**Exercise**. Only an exact retyping of all the entries counts as an answer.

══ Source records

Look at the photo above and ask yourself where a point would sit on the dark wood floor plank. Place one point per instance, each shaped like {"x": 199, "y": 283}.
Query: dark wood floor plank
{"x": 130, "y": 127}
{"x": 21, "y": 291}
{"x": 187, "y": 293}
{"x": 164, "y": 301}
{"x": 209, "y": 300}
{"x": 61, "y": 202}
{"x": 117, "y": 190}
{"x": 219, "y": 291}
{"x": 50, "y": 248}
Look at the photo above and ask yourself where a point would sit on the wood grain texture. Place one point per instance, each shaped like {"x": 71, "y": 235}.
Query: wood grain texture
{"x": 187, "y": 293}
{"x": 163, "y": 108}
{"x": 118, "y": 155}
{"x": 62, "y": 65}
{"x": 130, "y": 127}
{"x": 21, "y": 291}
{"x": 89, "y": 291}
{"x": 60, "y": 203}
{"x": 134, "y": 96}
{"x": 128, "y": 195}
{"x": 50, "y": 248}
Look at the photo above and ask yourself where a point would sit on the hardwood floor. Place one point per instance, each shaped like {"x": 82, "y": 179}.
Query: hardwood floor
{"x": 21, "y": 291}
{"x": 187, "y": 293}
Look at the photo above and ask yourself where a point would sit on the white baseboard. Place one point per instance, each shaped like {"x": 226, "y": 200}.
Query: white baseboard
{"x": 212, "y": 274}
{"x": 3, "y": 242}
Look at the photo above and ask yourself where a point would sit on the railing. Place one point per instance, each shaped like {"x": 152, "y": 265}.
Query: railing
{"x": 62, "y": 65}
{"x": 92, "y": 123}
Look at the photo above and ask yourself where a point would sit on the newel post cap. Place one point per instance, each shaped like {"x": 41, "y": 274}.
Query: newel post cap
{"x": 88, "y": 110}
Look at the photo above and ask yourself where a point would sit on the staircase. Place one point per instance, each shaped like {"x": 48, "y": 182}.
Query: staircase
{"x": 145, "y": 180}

════

**Task solution**.
Look at the photo above and ask yourself where a point would sit on the dark wood floor plank. Place one point per instance, each shaped like {"x": 199, "y": 283}.
Query: dark wood floor plank
{"x": 130, "y": 127}
{"x": 21, "y": 291}
{"x": 187, "y": 293}
{"x": 164, "y": 301}
{"x": 209, "y": 300}
{"x": 61, "y": 202}
{"x": 117, "y": 190}
{"x": 219, "y": 291}
{"x": 50, "y": 248}
Look at the photo above and ask yourself where a point would sit on the wood grain texture. Place one point per instance, each shaped like {"x": 71, "y": 235}.
Query: wood grain texture
{"x": 187, "y": 293}
{"x": 163, "y": 108}
{"x": 118, "y": 155}
{"x": 62, "y": 65}
{"x": 130, "y": 127}
{"x": 21, "y": 291}
{"x": 89, "y": 291}
{"x": 60, "y": 203}
{"x": 134, "y": 96}
{"x": 128, "y": 195}
{"x": 50, "y": 248}
Look at the photo above and ask yourself where a point would sit on the hardwood floor. Place one point per instance, each shaped like {"x": 82, "y": 179}.
Query: hardwood floor
{"x": 21, "y": 291}
{"x": 187, "y": 293}
Look at the photo above and ask yourself where a point would sit on the white baseboard. Place one point per instance, each shaped like {"x": 226, "y": 200}.
Query: white baseboard
{"x": 212, "y": 274}
{"x": 3, "y": 242}
Look at the photo above and ask yourself where a point would sit on the railing. Place one point per instance, each shaped like {"x": 152, "y": 265}.
Query: railing
{"x": 62, "y": 65}
{"x": 92, "y": 123}
Look at the photo above and ask yourself where a point would sit on the newel post cap. Place one point per instance, each shaped like {"x": 41, "y": 274}.
Query: newel post cap
{"x": 88, "y": 110}
Look at the photo above and ask yourself where a point would sit on the staircase. Place one point per instance, each shaped like {"x": 48, "y": 182}.
Query: staircase
{"x": 145, "y": 180}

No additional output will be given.